## TASK INPUT
# # #

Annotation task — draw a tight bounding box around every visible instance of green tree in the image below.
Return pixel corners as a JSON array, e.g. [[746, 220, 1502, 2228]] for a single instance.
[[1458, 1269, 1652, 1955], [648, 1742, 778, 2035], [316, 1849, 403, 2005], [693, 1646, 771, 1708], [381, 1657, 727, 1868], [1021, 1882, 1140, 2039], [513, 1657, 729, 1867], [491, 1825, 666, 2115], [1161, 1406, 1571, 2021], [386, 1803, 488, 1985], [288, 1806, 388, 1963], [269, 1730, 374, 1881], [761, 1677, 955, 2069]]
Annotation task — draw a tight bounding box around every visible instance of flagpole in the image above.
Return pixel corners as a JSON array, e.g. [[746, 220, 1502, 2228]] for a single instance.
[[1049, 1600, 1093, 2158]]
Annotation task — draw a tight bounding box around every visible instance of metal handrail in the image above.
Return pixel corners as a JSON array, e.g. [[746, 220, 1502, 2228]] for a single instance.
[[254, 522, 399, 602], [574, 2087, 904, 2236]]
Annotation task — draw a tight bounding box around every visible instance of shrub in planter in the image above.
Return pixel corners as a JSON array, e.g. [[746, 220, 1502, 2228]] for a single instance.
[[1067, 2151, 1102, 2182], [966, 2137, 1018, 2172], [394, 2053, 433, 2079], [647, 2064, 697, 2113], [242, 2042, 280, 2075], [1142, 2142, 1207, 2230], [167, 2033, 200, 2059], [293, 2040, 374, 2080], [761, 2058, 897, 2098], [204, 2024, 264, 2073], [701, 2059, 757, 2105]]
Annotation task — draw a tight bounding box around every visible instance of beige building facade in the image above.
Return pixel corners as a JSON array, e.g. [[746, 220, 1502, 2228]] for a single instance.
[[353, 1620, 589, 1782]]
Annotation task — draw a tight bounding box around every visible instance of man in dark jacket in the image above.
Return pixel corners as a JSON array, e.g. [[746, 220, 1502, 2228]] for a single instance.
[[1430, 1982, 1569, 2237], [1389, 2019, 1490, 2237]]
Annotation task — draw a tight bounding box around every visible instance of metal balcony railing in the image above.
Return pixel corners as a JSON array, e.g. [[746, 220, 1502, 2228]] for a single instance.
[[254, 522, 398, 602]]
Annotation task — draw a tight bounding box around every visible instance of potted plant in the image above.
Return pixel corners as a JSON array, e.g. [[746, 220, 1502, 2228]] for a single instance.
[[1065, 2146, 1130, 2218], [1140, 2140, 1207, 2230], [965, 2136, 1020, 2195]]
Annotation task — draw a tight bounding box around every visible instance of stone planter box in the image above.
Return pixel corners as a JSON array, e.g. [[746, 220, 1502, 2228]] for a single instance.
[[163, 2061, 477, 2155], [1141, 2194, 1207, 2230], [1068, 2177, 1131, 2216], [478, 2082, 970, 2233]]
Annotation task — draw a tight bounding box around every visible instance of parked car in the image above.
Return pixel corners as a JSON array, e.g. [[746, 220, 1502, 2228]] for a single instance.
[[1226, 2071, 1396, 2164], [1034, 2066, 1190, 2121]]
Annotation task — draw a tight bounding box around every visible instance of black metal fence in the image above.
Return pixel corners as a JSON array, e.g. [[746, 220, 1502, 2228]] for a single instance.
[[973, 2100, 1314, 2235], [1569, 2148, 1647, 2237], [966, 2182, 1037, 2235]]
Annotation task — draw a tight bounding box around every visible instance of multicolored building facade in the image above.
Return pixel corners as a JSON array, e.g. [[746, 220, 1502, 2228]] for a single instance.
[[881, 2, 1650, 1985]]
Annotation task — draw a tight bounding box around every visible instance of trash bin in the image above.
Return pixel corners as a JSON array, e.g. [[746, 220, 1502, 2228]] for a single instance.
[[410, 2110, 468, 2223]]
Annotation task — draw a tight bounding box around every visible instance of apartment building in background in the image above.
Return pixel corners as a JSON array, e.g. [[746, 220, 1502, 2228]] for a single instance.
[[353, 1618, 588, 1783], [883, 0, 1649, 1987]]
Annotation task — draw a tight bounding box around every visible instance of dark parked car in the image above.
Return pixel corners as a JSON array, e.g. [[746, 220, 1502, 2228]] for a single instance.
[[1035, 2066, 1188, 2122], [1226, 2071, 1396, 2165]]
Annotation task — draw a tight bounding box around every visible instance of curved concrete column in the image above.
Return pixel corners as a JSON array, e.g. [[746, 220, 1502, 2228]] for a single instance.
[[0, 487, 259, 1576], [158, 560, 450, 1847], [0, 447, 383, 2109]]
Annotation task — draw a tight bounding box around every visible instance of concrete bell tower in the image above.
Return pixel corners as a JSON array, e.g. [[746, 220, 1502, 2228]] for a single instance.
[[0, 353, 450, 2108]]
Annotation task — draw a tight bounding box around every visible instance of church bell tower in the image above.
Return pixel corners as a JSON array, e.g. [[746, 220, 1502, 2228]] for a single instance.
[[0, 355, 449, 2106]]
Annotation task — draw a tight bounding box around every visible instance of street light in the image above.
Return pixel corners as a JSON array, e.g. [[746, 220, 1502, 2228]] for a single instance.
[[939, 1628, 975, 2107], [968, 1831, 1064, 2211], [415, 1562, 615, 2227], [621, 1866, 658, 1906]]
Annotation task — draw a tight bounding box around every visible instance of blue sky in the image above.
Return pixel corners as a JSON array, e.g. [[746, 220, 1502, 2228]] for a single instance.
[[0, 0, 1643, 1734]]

# # #

## TASK ITEM
Restate all of the material exactly.

## RESPONSE AREA
Annotation task — draw a tight bounding box around every visible instance of green tree in the image below.
Return pixel corners as a JSON array, e.g. [[746, 220, 1502, 2228]] for a single instance.
[[1458, 1269, 1652, 1955], [648, 1742, 778, 2035], [316, 1849, 403, 2005], [693, 1646, 771, 1708], [381, 1657, 727, 1868], [1021, 1882, 1140, 2039], [513, 1657, 729, 1867], [491, 1825, 666, 2115], [1161, 1406, 1571, 2021], [386, 1803, 488, 1985], [288, 1806, 388, 1963], [269, 1730, 374, 1881], [761, 1677, 955, 2069]]
Annotation task — draw a tight bounding box around every visible instance of flagpole in the image above.
Return pixel corners as a JSON array, e.g. [[746, 220, 1502, 2228]] for a single instance.
[[1049, 1600, 1093, 2158]]
Annotation task — draw a tight bounding box around every visible instance of metal handrail in the image above.
Return pixel corners as a JSON array, e.g. [[746, 220, 1502, 2228]] for a single instance.
[[254, 522, 399, 602], [574, 2087, 904, 2236]]
Annotation task — draw a tight bounding box around every visible instance of shrub in planter in the image above.
Return pixel corners as a JSON array, e.g. [[746, 220, 1502, 2228]] for a single instance.
[[1067, 2151, 1102, 2182], [966, 2137, 1018, 2172], [394, 2053, 433, 2079], [647, 2064, 697, 2113], [242, 2042, 280, 2075], [1142, 2142, 1207, 2230], [167, 2033, 200, 2059], [293, 2040, 374, 2080], [761, 2058, 897, 2098], [204, 2024, 264, 2073], [701, 2059, 757, 2105]]
Annotation task — draw a tight bounding box around every visible instance of beige building facade in the image above.
Return pixel corners as a JSON array, e.g. [[746, 220, 1502, 2228]] for a single instance.
[[353, 1620, 589, 1782]]
Annotation task — draw a tight bounding box around every visible instance of man in dark jacket in the image above.
Return pixel corners as a JSON array, e.g. [[746, 220, 1502, 2228]] for a single instance.
[[1430, 1982, 1569, 2237], [1389, 2019, 1490, 2237]]
Annotation task — draw a tight bounding box around every visible instance of metal balcony railing in the image above.
Return pixel corners as a JSON array, e.g. [[746, 220, 1502, 2228]] for a single instance.
[[254, 522, 398, 602]]
Annotation task — draw a tight bounding box around every visible instance of potted plant in the image above.
Return pixel corners as a JSON array, e.g. [[746, 220, 1502, 2228]] for a single instance.
[[1065, 2146, 1130, 2218], [1140, 2140, 1207, 2230], [965, 2136, 1020, 2195]]
Annotation task — draw a tight bounding box around every visible instance of stone planter box in the image above.
Return pixel corners as a JSON array, e.g. [[746, 220, 1502, 2228]] for a single instance.
[[163, 2061, 477, 2155], [1141, 2194, 1207, 2230], [1068, 2177, 1131, 2216], [478, 2082, 970, 2233]]
Annotation task — draw a tight bounding box around every visible instance of parked car in the image above.
Return pixel corners as a JSON array, e.g. [[746, 220, 1502, 2228]] for a single instance.
[[1226, 2071, 1396, 2164], [1034, 2066, 1190, 2121]]
Annotation task — draw a tight bounding box around every visible instance of black metal fence in the image above.
Return pixel corners as a JSON array, e.g. [[746, 220, 1502, 2228]] for a single instance.
[[973, 2100, 1314, 2235], [1569, 2148, 1647, 2237], [966, 2182, 1037, 2235]]
Annotation task — draw a tight bounding box around every visible instance of multicolored building facade in the image above.
Return pixel corners as a JSON array, e.g. [[746, 220, 1502, 2228]] for a single instance.
[[881, 2, 1650, 1985]]
Annotation task — draw a tight bounding box around every visible instance of trash bin in the image above.
Return pixel corners as a JSON array, e.g. [[746, 220, 1502, 2228]] for a single instance.
[[410, 2110, 468, 2223]]
Annotation task — draw a tight bounding box around every visible instance of apartment building in background in the image above.
Return pixel corners as a JSON array, e.g. [[746, 220, 1502, 2228]] for a single instance.
[[353, 1618, 588, 1783], [883, 0, 1649, 1987]]
Annotation task — draw a tight bounding box around every visible instance of dark parked car in the image above.
Return pixel corners as a JSON array, e.g. [[746, 220, 1502, 2228]] for a single instance.
[[1035, 2066, 1188, 2122], [1226, 2071, 1396, 2165]]
Annotation task — draw a tight bounding box around every visible instance of curved concrete column in the image above.
Return pixel corners as a JSON array, e.g. [[746, 220, 1502, 2228]] for a single instance.
[[0, 487, 259, 1576], [158, 560, 450, 1847], [0, 447, 383, 2109]]
Annotation task — draw a tight bounding box around every visible instance of concrete bell tower in the image above.
Return pixel corners as a JSON array, e.g. [[746, 220, 1502, 2228]] for a single instance.
[[0, 353, 450, 2108]]
Annotation task — draw a tight bounding box around every visible instance of church bell tower in the image above.
Return pixel corners as a JSON array, e.g. [[746, 220, 1502, 2228]] for a single instance.
[[0, 355, 449, 2106]]
Annotation task — draw a tight bounding box around every visible instance of street light in the image above.
Return pixel corners as a JSON array, e.g. [[746, 220, 1502, 2228]] for a single instance.
[[939, 1628, 975, 2107], [968, 1831, 1064, 2211], [415, 1562, 615, 2227], [621, 1866, 658, 1906]]
Annotation task — draw a tight bounding box around every visible instance of blue sky in the image above.
Return pixel corners as a JSON array, e.g. [[746, 220, 1502, 2228]] for a single instance.
[[0, 0, 1643, 1734]]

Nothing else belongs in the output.